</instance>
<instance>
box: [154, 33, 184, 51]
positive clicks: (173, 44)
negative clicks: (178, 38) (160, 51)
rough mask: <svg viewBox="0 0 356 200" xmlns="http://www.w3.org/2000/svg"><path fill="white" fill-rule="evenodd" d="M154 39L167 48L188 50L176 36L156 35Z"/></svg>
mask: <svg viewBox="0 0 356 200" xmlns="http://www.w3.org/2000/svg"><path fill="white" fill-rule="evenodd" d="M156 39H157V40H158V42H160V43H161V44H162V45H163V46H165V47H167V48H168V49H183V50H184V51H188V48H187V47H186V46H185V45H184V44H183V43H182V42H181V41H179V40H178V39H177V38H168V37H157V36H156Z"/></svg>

○ ○ ○

# ASSIGNED TASK
Write the records out once more, word for word.

# RESPONSE TO THE TASK
</instance>
<instance>
box: [154, 33, 184, 51]
positive clicks: (173, 44)
negative clicks: (178, 38) (160, 51)
rough mask: <svg viewBox="0 0 356 200" xmlns="http://www.w3.org/2000/svg"><path fill="white" fill-rule="evenodd" d="M154 39L167 48L188 50L176 36L156 35Z"/></svg>
mask: <svg viewBox="0 0 356 200" xmlns="http://www.w3.org/2000/svg"><path fill="white" fill-rule="evenodd" d="M156 39H157V40H158V42H160V43H161V44H162V45H163V46H165V47H167V48H168V49H183V50H184V51H188V48H187V47H186V46H185V45H184V44H183V43H182V42H181V41H179V40H178V39H177V38H168V37H157V36H156Z"/></svg>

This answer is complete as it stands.